> **Given exercise**: The required result is the exact run of lines beginning at the one containing "Can you see the elephant" and ending at the last line of the entries.
==== Data for the task
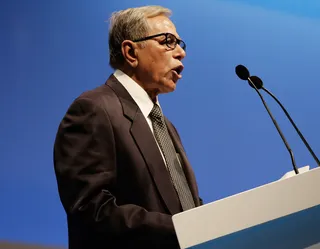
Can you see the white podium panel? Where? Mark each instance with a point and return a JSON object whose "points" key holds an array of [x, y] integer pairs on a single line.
{"points": [[282, 214]]}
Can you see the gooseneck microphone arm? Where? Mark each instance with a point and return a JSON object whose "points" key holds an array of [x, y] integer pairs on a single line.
{"points": [[294, 125], [277, 127]]}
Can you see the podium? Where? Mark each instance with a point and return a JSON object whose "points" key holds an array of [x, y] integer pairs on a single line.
{"points": [[284, 214]]}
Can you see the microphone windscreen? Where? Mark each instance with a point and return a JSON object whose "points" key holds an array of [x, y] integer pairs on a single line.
{"points": [[256, 81], [242, 72]]}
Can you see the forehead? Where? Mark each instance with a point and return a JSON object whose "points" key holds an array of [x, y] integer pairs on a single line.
{"points": [[161, 24]]}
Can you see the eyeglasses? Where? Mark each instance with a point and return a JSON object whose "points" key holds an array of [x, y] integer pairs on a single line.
{"points": [[171, 40]]}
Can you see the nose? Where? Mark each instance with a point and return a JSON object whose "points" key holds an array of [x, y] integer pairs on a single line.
{"points": [[179, 53]]}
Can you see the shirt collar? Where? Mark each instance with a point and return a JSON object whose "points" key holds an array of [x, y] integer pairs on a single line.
{"points": [[138, 94]]}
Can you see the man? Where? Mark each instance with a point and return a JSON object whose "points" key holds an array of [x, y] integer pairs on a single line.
{"points": [[121, 169]]}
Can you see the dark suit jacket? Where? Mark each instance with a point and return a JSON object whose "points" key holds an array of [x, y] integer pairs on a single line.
{"points": [[111, 177]]}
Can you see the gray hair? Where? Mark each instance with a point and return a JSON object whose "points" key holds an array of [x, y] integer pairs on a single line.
{"points": [[130, 24]]}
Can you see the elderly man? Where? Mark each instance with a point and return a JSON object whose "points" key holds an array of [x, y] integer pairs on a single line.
{"points": [[121, 169]]}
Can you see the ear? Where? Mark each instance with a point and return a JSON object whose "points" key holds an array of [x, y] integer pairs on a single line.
{"points": [[129, 52]]}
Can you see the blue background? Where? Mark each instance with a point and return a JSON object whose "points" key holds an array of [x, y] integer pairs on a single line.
{"points": [[51, 51]]}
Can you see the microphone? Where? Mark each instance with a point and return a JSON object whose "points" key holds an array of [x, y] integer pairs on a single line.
{"points": [[259, 84], [243, 73]]}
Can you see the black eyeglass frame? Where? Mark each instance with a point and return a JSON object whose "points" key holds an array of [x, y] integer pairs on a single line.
{"points": [[178, 41]]}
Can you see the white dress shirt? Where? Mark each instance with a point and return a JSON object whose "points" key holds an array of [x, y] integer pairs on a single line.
{"points": [[140, 96]]}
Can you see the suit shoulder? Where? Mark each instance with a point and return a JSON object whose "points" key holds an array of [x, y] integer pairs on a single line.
{"points": [[99, 96]]}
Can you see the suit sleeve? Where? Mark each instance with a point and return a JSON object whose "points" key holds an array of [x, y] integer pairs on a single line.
{"points": [[85, 166]]}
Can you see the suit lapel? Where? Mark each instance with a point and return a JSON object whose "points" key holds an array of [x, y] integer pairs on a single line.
{"points": [[185, 162], [145, 141]]}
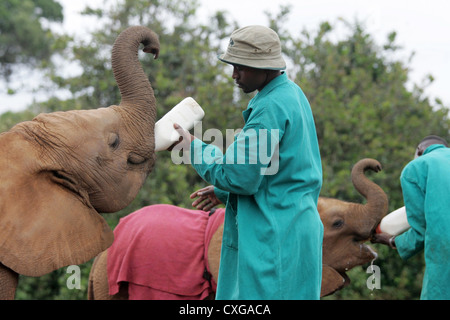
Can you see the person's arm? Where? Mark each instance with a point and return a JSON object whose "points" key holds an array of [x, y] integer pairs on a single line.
{"points": [[207, 198], [412, 241], [241, 169]]}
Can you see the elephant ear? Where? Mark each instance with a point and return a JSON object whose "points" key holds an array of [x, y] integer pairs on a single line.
{"points": [[44, 226], [332, 281]]}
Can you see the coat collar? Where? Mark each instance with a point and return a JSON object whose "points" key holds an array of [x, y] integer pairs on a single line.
{"points": [[261, 94], [434, 147]]}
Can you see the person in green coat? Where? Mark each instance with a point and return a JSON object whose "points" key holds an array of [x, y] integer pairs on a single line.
{"points": [[426, 192], [269, 178]]}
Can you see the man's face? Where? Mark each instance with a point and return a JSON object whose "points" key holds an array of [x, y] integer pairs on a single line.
{"points": [[249, 79]]}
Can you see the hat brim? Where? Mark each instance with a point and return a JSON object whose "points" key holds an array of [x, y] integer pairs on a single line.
{"points": [[266, 64]]}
========
> **Finished answer**:
Can you see the elephant ear? Where? Mark each instance with a point and return a JSON object whose "points" key holds an array of [x, y] integer pairs on a single line.
{"points": [[44, 226], [332, 281]]}
Can you see the coat collar? Where? Mark each instance with a point and return a JSON object whose "points" key holds an array of [x, y] integer pairs on a single line.
{"points": [[261, 94], [434, 147]]}
Can you see the person in green coat? Where? Mark each instance with a point and return a JSON object whose "points" key holds an array of [x, y] integer pairs on a single line.
{"points": [[426, 192], [269, 178]]}
Can you see the man's face? Where? Mark each instance with a point and return a JSON object whose "points" key holds an array of [x, y] integer pairs on a single line.
{"points": [[249, 79]]}
Can you see the hat brim? Where? Mark each instance with a point and return a JSON object whose "points" key holds an array of [x, y] integer pairs on a single line.
{"points": [[266, 64]]}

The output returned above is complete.